Passage to read

Yes, I give at least 3 hours of private classes with the purchase of a cutter... more depending on which cutter. KNK and ACS Studio have VNC built-in, so I can connect to my customers' computers to show them things while we're having the phone class. It's worked great for the past 4 years.


----------



## selanac (Jan 8, 2007)

Good for you Sandy. Also glad to see you have a retreat. That's cool too.


----------



## My Shirt Connect (Jan 24, 2010)

Bodekandrhodes.com has a new brand called Next Level. The are cut like Bella but the prices are much less. We've had much success with Next Level and would recommend this brand to anyone.

Brian : )


----------



## selanac (Jan 8, 2007)

We like BodekandRhodes too. I love their contest.


----------



## Downtowndesignz (Jul 29, 2010)

good info thanks!!


----------



## sjidohair (Apr 9, 2008)

Just remember that the Next level shirts and bella's are a tight fit ,,tee,, they are awesome shirts, but i would size up, 

At our retail Store, we have a tee there in each brand and and sizes so they can be tried on when orders are being made,,,
So insure that they are getting the sizes they really want,,

Also remember on these thin shirts and burnouts to put something inside the shirt,, so you dont have glue flow thru the shirt,,, and glue the shirt together,,, 

Gildan softstyle are a nice shirt as well.

Entries shown
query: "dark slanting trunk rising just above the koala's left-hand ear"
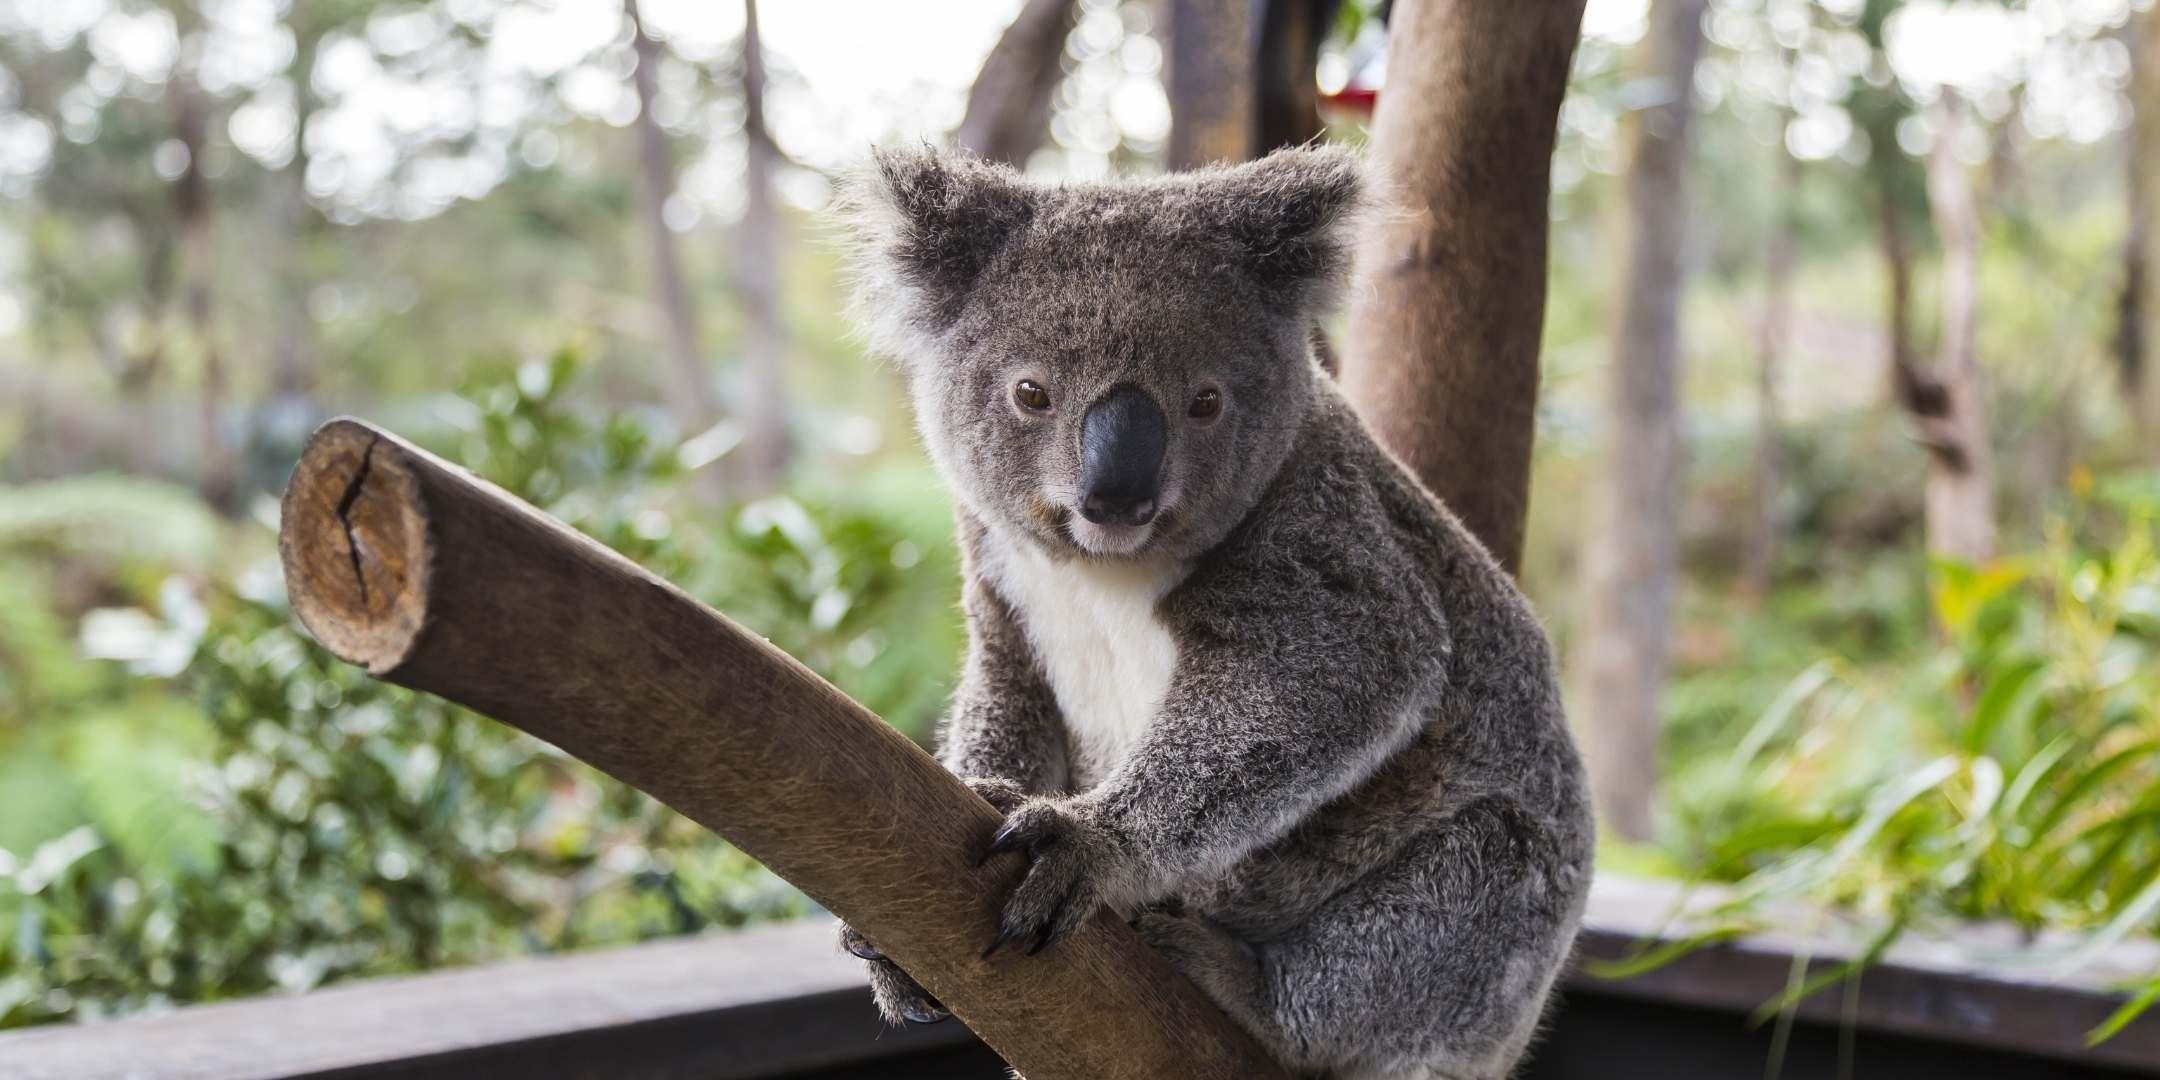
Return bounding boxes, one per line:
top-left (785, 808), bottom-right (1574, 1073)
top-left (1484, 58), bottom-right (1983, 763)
top-left (953, 0), bottom-right (1080, 166)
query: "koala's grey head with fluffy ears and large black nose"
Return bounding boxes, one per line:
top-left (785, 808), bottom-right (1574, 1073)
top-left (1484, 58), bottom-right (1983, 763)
top-left (847, 147), bottom-right (1359, 559)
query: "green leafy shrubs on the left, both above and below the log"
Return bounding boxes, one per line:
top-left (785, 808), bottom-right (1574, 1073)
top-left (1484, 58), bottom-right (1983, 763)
top-left (0, 350), bottom-right (959, 1026)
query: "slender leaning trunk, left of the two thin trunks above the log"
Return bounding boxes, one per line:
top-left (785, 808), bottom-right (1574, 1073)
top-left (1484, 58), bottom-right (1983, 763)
top-left (622, 0), bottom-right (719, 434)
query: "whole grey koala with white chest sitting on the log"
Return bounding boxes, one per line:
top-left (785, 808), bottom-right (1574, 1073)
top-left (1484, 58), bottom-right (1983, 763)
top-left (842, 147), bottom-right (1594, 1080)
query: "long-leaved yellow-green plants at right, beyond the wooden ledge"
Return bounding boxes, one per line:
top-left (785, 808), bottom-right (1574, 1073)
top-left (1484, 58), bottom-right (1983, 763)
top-left (1644, 475), bottom-right (2160, 1030)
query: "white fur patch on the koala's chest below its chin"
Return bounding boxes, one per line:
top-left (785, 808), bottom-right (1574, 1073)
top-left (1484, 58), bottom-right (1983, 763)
top-left (987, 538), bottom-right (1179, 791)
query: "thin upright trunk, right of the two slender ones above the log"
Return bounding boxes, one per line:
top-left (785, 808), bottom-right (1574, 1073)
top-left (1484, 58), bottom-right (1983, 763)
top-left (730, 0), bottom-right (788, 497)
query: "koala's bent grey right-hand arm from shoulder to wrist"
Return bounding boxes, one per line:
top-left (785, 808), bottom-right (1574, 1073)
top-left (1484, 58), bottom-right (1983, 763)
top-left (1076, 540), bottom-right (1449, 903)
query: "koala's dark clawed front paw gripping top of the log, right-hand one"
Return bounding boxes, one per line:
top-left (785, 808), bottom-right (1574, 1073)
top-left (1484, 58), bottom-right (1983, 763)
top-left (983, 799), bottom-right (1123, 957)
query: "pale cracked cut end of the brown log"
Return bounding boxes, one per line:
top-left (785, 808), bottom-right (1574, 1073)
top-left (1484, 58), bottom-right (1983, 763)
top-left (279, 419), bottom-right (430, 676)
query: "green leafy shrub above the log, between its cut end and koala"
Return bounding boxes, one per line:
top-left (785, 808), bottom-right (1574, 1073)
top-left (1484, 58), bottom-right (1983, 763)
top-left (436, 350), bottom-right (963, 739)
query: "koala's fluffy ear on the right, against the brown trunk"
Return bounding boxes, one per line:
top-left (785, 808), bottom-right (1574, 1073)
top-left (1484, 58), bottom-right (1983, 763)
top-left (1210, 147), bottom-right (1365, 305)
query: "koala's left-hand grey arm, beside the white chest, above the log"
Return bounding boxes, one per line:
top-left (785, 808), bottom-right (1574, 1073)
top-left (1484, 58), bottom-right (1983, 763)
top-left (937, 577), bottom-right (1069, 794)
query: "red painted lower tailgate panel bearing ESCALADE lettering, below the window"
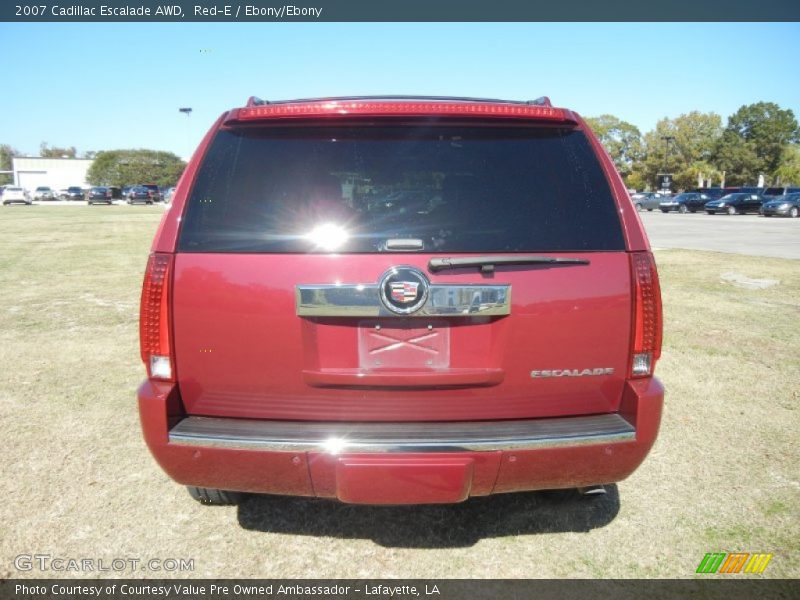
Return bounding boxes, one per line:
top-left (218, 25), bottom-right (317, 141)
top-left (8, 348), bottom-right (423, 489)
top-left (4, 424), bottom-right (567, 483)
top-left (173, 252), bottom-right (631, 421)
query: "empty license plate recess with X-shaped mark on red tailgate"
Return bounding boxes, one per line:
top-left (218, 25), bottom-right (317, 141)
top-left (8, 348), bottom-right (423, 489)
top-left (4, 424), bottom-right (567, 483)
top-left (358, 319), bottom-right (450, 370)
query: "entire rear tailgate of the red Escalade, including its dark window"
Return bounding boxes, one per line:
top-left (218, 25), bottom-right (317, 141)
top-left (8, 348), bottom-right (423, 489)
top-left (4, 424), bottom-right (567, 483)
top-left (173, 118), bottom-right (631, 421)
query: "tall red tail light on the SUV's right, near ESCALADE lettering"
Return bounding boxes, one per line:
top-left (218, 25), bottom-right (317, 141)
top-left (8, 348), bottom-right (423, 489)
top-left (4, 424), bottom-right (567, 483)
top-left (630, 252), bottom-right (662, 377)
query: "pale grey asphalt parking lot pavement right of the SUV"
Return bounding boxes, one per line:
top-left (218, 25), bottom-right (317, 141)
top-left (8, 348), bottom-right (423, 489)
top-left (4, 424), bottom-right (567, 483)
top-left (639, 211), bottom-right (800, 260)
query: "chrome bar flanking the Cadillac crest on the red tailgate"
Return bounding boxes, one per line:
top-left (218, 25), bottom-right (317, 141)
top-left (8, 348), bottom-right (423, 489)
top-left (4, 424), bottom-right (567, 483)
top-left (295, 283), bottom-right (511, 317)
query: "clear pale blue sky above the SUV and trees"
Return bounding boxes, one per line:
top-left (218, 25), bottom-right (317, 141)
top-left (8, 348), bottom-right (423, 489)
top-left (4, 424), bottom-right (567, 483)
top-left (0, 23), bottom-right (800, 157)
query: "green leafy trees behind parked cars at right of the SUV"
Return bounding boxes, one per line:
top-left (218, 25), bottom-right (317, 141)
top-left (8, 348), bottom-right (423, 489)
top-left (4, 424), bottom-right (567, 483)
top-left (586, 102), bottom-right (800, 190)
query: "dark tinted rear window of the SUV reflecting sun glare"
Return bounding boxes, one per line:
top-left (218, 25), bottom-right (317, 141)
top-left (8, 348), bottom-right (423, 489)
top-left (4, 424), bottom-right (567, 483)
top-left (179, 124), bottom-right (624, 253)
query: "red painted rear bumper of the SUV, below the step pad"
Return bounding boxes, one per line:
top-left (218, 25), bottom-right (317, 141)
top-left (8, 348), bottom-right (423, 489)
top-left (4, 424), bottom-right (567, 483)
top-left (139, 379), bottom-right (664, 504)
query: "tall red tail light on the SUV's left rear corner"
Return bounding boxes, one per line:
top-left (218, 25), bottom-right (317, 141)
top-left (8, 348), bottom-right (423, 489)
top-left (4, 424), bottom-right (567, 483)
top-left (139, 253), bottom-right (175, 381)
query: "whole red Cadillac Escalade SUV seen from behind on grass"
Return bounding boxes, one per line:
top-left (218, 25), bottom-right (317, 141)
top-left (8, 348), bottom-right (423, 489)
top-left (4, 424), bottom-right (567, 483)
top-left (138, 96), bottom-right (664, 504)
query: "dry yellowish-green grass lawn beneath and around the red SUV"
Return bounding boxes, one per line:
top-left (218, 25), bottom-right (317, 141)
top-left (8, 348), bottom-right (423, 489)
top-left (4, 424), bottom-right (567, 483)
top-left (0, 206), bottom-right (800, 578)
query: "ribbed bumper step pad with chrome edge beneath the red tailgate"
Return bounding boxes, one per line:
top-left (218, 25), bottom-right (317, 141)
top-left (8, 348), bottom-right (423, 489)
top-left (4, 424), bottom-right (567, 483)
top-left (169, 414), bottom-right (636, 454)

Task objective
Transcribe the part of the forum thread on shirts and cutters starting at "## sjidohair (Apr" and ending at "shirt as well.".

Result of this task
## sjidohair (Apr 9, 2008)

Just remember that the Next level shirts and bella's are a tight fit ,,tee,, they are awesome shirts, but i would size up, 

At our retail Store, we have a tee there in each brand and and sizes so they can be tried on when orders are being made,,,
So insure that they are getting the sizes they really want,,

Also remember on these thin shirts and burnouts to put something inside the shirt,, so you dont have glue flow thru the shirt,,, and glue the shirt together,,, 

Gildan softstyle are a nice shirt as well.